Task statement: In the copy of these records, include no pictures and change nothing else.

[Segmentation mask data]
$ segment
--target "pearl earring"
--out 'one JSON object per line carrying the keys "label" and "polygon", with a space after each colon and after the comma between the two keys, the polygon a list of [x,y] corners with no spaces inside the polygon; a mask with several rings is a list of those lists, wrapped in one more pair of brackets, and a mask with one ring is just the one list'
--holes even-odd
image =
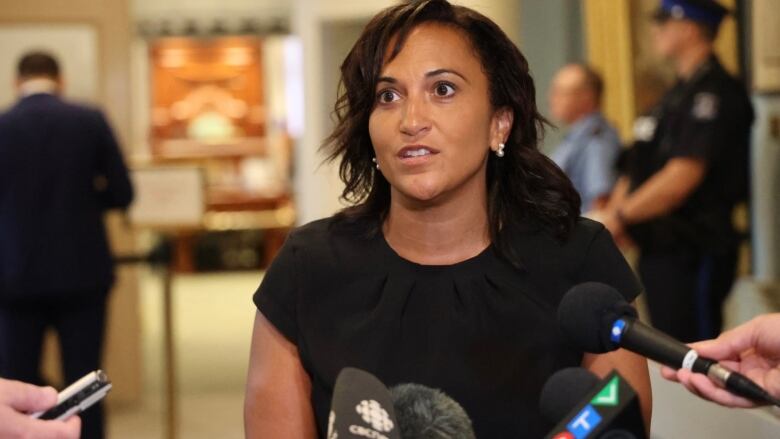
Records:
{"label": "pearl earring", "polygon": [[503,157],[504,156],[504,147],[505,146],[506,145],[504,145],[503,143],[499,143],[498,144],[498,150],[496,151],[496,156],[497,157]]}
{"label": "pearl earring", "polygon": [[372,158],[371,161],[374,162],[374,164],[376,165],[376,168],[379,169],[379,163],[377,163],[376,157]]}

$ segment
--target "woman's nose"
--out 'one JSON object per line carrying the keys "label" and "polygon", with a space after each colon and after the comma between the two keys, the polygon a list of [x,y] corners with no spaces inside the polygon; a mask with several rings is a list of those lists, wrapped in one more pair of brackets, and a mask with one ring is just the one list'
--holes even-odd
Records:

Solved problem:
$ segment
--target "pearl earring"
--out 'one JSON object per line carrying the keys "label" and "polygon", with a space after each colon and after the comma between the two keys, the polygon a list of [x,y] corners with no spaces inside the polygon; a mask with several rings is a list of those lists, wrapped in one more pair of brackets, and a mask with one ring is just the one list'
--holes even-odd
image =
Records:
{"label": "pearl earring", "polygon": [[503,157],[504,156],[504,147],[505,146],[506,145],[504,145],[503,143],[499,143],[498,144],[498,150],[496,151],[496,156],[497,157]]}
{"label": "pearl earring", "polygon": [[372,158],[371,161],[374,162],[374,164],[376,165],[376,168],[379,169],[379,163],[377,163],[376,157]]}

$ segment
--target "woman's nose"
--out 'one JSON object per line carrying the keys "label" and "polygon", with a space after each colon and after the comma between the two keys, the polygon a list of [x,y] corners with no spaces inside the polygon; a mask with several rings is a list of those lists, wrapped in one more pair of brackets, and a mask with one ring is just the one list'
--holes even-odd
Records:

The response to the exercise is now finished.